__TEXT EXCERPT__:
-=-=-=-=-

Beauty Queen Sacked In ‘Actually Nothing To Do With Sex’ Shock
We’ve literally spent months dreaming about becoming Miss Teen Louisiana USA, so we can’t tell you how miffed we are at Lindsey Evans.
Not only did 18-year-old Lindsey Evans snatch the title of Miss Teen Louisiana USA from under our noses – we knew we should have shaved our bum for the swimsuit round! – but she’s also gone and squandered it by allegedly running away from a restaurant without paying, and getting dethroned as Miss Teen Louisiana USA as a result.
It’s a shocking development. After all, everyone knows that beauty queens only get dethroned when they act like gigantic sluts and take naked pretend-lesbian photos of themselves for the internet. True, police did find a small bag of marijuana in Lindsey Evans’ possession, but that hardly makes up for anything. What we’re basically saying is that Lindsey Evans should be more of a slutty lesbian. And possibly invest in a dildo.

-=-=-=-=-

__DATA SHOWN__:
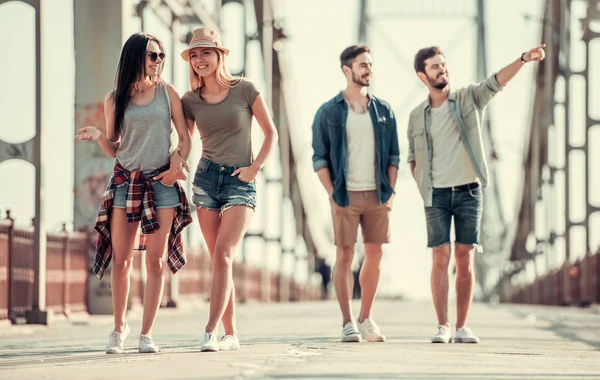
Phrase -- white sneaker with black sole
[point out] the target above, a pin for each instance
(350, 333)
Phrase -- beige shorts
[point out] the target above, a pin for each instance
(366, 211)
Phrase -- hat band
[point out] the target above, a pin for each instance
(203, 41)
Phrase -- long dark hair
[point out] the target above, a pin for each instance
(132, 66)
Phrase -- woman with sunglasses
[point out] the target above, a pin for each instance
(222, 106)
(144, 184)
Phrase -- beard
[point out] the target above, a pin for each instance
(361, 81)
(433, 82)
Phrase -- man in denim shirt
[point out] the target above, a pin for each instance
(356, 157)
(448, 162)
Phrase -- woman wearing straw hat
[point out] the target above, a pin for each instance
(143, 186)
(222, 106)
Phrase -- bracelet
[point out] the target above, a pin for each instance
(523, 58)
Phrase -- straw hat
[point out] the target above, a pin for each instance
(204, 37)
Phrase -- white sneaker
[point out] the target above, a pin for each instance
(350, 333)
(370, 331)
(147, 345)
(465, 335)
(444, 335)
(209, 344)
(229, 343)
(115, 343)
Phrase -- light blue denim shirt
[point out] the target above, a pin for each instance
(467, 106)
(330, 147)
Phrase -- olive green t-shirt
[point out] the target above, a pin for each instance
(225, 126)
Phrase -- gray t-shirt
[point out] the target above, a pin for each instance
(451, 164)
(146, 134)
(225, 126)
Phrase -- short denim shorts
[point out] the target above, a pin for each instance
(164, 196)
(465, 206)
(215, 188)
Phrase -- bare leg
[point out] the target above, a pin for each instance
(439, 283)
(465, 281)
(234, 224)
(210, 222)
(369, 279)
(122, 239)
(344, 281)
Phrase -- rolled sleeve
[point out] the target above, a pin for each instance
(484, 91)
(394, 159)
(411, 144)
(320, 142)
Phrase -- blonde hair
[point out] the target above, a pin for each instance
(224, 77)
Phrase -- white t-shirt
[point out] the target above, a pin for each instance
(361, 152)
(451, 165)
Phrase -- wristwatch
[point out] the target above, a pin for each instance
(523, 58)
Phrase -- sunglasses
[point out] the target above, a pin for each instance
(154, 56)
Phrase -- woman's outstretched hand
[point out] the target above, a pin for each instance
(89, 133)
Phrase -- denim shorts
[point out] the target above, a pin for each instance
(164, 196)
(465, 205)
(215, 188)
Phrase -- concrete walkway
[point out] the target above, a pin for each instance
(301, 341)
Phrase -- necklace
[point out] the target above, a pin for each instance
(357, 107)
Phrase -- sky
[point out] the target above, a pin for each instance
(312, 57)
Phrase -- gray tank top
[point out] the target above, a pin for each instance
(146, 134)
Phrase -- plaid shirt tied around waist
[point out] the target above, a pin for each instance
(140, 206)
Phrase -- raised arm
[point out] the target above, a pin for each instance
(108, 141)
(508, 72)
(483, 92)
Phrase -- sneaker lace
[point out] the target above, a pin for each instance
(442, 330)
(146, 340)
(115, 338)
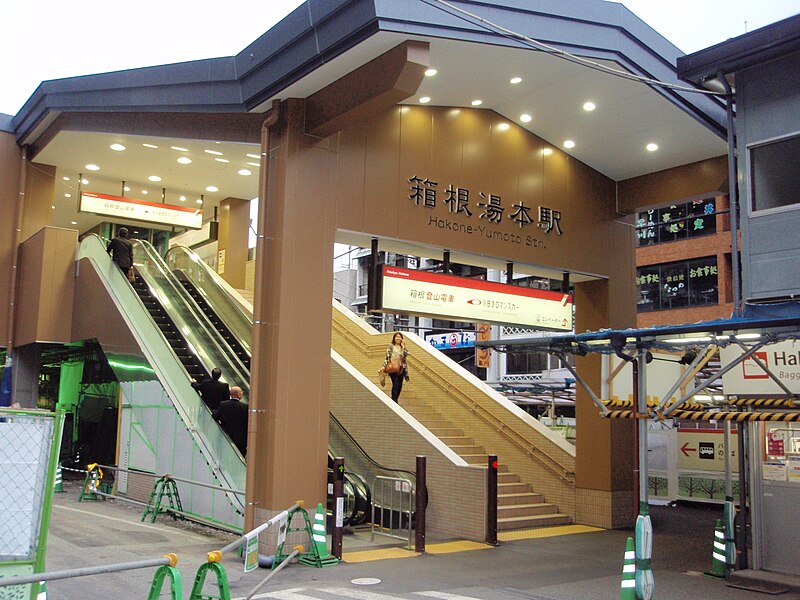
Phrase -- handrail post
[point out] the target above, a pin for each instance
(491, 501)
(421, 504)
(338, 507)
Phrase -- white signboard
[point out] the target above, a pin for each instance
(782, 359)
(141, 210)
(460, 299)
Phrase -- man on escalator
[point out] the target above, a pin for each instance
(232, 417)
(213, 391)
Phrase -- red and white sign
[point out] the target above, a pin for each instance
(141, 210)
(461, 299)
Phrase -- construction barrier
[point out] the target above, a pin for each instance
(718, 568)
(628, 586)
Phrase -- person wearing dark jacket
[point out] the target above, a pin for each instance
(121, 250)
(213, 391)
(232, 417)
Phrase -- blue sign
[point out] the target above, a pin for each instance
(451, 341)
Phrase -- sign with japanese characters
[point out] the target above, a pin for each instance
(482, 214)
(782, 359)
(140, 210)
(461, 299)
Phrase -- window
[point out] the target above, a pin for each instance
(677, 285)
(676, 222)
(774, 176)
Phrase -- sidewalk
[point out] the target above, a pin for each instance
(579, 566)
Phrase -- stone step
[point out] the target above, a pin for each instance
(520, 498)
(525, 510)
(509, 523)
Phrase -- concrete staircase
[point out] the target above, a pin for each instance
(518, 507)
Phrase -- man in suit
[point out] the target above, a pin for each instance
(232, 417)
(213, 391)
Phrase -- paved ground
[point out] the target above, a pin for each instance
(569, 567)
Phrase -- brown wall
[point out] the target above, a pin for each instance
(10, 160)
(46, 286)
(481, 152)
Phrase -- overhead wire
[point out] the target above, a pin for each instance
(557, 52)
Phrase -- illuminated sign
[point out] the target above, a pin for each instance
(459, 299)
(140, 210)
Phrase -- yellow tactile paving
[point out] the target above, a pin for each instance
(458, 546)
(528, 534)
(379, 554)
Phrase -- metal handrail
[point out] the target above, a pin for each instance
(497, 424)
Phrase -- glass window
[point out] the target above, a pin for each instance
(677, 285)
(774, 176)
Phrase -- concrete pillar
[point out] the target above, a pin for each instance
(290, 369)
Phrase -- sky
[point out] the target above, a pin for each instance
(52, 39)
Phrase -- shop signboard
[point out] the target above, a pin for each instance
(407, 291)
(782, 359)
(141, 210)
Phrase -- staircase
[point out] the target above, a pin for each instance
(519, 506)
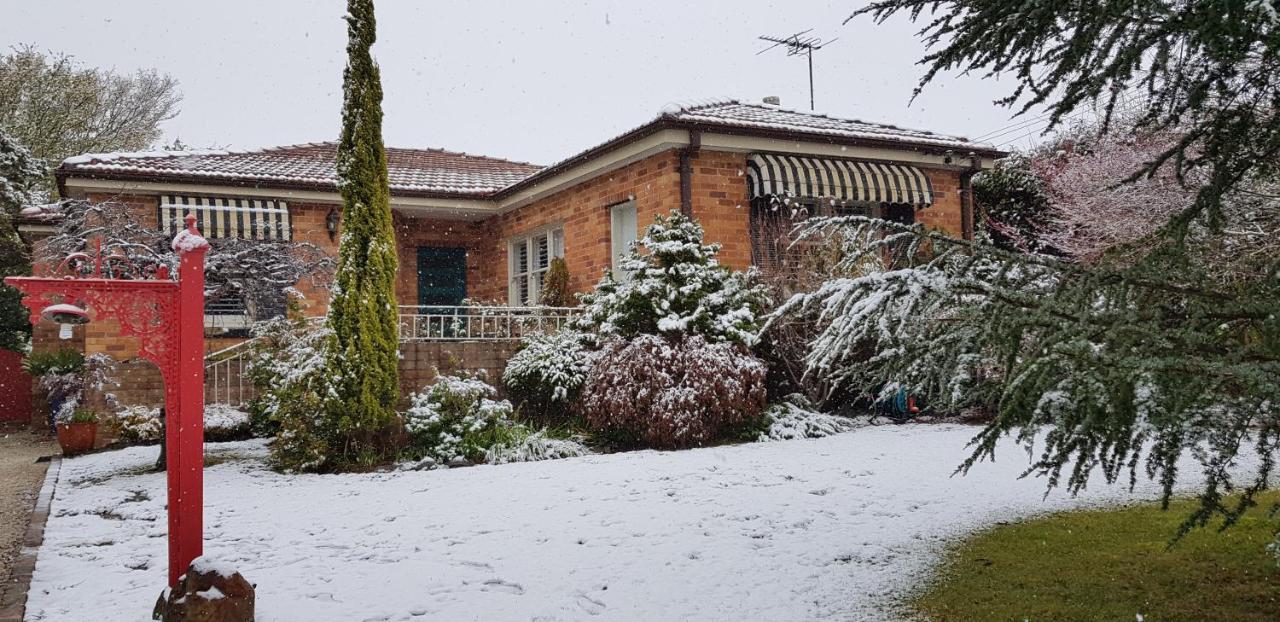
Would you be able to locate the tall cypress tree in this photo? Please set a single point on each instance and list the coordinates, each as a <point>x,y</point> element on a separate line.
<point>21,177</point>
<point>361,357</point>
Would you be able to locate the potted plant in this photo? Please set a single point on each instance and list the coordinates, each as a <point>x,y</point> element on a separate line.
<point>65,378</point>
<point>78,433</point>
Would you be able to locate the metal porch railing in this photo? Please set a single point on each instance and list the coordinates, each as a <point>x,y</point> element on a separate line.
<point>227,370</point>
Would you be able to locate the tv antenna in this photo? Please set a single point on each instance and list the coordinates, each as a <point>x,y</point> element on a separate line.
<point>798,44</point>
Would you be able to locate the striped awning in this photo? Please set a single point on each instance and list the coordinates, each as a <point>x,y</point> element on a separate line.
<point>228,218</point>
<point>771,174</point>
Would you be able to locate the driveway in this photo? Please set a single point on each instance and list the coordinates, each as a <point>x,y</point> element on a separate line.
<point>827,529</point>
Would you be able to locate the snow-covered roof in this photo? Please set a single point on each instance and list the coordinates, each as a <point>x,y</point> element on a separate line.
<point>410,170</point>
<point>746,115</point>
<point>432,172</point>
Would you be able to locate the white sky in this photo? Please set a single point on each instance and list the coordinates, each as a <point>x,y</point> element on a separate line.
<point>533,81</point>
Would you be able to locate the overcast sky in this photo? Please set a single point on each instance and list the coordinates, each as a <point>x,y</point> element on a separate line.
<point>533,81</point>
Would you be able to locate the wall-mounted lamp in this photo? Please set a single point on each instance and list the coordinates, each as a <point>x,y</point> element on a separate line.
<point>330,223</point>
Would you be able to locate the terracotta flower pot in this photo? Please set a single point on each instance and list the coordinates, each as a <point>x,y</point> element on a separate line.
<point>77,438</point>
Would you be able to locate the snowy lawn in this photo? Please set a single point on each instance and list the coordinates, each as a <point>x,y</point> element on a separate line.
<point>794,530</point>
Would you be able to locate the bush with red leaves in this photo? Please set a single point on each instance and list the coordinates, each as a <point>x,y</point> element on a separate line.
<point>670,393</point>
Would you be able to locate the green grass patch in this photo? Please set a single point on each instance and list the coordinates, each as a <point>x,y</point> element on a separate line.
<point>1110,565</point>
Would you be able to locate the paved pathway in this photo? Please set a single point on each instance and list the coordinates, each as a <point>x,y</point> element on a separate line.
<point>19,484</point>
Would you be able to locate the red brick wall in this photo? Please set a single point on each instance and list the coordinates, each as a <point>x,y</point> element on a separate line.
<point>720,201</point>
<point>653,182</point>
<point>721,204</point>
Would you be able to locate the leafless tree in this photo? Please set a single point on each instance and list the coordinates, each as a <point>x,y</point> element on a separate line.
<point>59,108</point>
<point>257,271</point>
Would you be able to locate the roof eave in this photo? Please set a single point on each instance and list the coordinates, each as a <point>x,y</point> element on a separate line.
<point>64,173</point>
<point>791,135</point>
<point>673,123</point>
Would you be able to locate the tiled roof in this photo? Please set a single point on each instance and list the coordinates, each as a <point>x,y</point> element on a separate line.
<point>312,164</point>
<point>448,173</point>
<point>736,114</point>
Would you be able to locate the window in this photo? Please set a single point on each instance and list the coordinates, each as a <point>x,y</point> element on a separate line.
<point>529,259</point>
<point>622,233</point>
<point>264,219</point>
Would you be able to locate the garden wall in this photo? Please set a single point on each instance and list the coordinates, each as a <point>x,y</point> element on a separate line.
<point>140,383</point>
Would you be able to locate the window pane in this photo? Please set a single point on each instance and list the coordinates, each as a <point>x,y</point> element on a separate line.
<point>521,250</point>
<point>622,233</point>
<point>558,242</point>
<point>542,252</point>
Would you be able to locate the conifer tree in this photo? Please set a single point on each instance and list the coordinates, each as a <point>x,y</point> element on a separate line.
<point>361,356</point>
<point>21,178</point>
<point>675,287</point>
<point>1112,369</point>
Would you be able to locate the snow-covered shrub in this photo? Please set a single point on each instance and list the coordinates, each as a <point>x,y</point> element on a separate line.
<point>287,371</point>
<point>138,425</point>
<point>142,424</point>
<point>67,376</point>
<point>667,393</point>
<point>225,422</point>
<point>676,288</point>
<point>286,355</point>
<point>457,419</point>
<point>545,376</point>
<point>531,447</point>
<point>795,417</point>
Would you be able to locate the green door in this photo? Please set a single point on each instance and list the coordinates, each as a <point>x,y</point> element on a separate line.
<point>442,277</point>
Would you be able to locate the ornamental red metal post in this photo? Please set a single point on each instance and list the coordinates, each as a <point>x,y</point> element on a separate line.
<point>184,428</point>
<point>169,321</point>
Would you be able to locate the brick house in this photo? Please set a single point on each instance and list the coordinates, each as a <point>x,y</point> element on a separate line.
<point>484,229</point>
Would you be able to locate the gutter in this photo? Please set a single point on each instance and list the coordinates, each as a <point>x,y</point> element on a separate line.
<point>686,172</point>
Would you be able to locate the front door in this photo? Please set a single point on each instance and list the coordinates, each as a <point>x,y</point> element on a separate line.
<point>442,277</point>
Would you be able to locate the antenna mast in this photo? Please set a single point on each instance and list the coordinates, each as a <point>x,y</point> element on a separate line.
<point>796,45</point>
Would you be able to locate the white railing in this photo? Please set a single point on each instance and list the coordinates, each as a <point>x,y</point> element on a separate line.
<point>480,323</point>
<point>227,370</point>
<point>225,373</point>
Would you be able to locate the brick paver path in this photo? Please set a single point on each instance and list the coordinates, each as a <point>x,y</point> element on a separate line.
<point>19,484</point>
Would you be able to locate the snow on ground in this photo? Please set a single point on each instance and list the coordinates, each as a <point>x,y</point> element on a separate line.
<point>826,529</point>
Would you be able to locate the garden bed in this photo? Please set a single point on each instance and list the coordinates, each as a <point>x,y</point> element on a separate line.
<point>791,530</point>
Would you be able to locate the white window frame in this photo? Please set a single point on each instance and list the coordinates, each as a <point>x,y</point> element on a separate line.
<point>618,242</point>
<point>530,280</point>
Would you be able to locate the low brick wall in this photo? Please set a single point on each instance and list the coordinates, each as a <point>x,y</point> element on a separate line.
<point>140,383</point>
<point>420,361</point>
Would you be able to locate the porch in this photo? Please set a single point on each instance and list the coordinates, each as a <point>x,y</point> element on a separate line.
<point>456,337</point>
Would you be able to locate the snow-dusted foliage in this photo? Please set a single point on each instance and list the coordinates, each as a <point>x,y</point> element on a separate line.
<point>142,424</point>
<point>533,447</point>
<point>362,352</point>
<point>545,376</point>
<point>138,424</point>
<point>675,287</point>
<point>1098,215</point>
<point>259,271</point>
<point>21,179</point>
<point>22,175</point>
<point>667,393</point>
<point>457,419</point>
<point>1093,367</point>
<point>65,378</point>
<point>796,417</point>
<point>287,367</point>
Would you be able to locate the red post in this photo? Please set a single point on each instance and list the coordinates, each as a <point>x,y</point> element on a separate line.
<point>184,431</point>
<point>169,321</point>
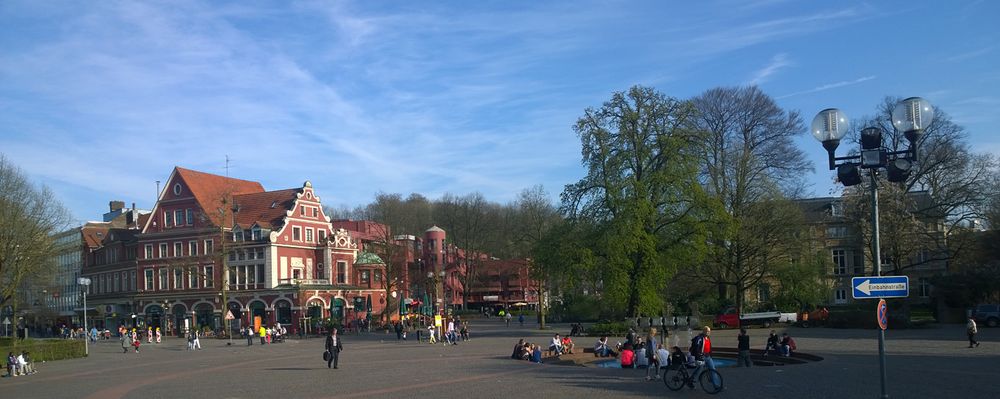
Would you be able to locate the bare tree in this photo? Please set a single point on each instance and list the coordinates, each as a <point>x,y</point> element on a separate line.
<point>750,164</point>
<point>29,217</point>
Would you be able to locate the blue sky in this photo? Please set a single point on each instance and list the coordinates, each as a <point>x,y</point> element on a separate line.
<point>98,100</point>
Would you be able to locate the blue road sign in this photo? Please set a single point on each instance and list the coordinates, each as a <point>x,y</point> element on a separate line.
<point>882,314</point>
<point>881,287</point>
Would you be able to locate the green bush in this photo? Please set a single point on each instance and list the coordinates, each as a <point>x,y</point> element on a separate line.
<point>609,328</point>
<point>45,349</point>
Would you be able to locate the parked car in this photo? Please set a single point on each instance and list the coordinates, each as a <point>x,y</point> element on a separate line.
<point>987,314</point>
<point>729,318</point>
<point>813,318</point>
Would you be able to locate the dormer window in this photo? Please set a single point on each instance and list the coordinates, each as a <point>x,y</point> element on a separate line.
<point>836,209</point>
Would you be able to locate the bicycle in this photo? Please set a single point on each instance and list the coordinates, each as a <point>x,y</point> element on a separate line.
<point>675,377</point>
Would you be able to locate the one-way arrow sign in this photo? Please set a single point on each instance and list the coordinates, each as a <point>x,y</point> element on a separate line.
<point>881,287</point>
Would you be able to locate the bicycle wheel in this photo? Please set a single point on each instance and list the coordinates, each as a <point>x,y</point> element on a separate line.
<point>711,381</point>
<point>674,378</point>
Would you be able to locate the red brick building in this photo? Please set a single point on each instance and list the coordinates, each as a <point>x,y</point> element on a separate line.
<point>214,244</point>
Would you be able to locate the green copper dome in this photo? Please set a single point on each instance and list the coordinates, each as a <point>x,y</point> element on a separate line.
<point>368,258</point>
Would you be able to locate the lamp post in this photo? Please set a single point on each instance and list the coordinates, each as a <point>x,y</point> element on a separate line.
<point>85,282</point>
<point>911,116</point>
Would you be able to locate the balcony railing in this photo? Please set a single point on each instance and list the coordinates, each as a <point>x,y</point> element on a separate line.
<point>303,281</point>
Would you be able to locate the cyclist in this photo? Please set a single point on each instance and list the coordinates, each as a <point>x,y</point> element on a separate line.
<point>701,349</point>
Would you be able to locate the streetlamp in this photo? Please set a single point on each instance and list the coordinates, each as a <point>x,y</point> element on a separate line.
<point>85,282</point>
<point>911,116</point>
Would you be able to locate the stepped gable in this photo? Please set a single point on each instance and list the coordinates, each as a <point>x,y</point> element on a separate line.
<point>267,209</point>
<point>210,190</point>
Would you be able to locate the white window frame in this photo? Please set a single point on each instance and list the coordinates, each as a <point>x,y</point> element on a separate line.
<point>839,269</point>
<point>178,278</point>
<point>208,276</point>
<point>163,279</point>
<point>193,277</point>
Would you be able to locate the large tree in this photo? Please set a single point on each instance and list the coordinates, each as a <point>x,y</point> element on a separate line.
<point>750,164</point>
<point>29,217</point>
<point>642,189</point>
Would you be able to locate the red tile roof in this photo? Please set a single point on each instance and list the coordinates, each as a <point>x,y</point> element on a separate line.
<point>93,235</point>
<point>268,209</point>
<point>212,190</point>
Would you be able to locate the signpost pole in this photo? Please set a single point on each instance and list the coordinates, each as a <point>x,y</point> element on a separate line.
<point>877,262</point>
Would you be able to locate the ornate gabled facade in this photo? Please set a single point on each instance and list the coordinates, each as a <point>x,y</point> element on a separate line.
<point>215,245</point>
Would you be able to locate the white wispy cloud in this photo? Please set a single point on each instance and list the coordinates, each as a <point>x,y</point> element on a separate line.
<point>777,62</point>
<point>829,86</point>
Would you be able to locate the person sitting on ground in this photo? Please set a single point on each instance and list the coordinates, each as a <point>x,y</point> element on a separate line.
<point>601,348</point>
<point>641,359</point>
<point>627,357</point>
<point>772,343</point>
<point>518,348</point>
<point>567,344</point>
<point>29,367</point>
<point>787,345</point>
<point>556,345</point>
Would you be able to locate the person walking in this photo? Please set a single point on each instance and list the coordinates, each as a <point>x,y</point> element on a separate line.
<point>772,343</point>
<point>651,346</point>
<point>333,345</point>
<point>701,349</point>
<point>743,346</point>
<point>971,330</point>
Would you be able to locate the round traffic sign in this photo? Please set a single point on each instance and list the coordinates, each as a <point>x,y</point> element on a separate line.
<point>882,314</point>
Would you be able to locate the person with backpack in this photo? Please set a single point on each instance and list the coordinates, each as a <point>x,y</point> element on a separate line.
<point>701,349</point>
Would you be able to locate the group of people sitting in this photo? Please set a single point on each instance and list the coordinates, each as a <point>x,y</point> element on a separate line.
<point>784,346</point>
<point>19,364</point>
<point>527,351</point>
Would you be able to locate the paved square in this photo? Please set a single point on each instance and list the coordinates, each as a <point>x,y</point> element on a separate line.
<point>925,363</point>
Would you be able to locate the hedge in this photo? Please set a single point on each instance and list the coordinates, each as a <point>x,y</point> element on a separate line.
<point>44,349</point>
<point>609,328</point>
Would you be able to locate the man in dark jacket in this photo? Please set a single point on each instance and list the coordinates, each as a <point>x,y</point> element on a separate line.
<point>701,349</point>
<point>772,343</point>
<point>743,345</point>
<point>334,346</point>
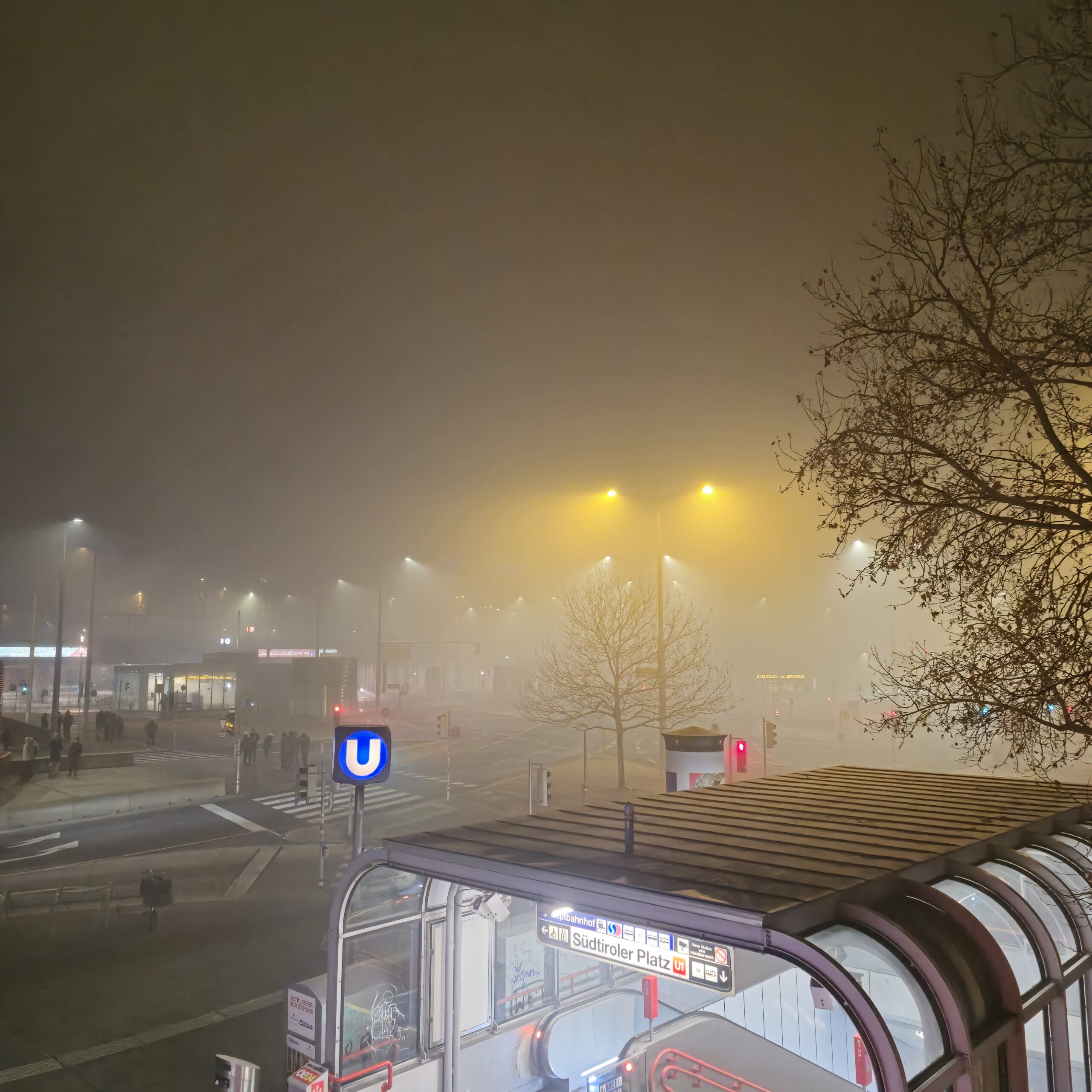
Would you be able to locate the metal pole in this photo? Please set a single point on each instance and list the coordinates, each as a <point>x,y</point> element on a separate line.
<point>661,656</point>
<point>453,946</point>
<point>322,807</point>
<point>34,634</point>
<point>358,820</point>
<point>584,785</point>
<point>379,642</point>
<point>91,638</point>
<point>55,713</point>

-=-=-=-=-

__WORK REQUEST 1__:
Answer the following from the article on the dethroned Miss Teen Louisiana USA:
(a) How old is Lindsey Evans?
(b) What allegedly led to her losing the title?
(c) What did police find in her possession?
__WORK REQUEST 2__: Resume the article on the dethroned Miss Teen Louisiana USA, continuing in its own tone from where it stops.

__TASK RESULT 1__:
(a) She is 18 years old.
(b) She allegedly ran away from a restaurant without paying.
(c) Police found a small bag of marijuana.

__TASK RESULT 2__:
There’s never been a worse time to be a beauty queen. The economic downturn has bred widespread public resentment bordering on violent towards anyone whose sole job involves literally wearing a crown all the time and waving condescendingly at poor people, but that’s not all.
No, also the internet and the general atrophying of western civilisation means it’s getting easier and easier to catch the beauty queens out. Take Tara Conner, for example, the Miss USA who couldn’t stop drunkenly shagging piles of drugs or something. Or Katie Rees, the former Miss Nevada USA who took photos of herself biting a girl’s nipple and then allegedly kicked a policeman.
And now we can add Miss Teen Louisiana USA Lindsey Evans to that list of outlawed beauty queens. Lindsey Evans’ alleged crime is perhaps the worst of all – she ran out of a restaurant without paying. A really fancy restaurant, too, because between her and three other friends the bill came to a whopping $46. The New York Post reports:
A Bayou beauty queen and her pals skipped out on a bill, but the reigning Miss Teen Louisiana USA left her purse – and a baggie of pot – behind, police said yesterday… Jennifer Martin, 22, who was among the busted bad girls, said Evans actually left cash for her share of the bill and the other three were ready to pay with debit cards. “The service was so slow, we just said, ’screw it’ and left,” Martin told The Post tonight.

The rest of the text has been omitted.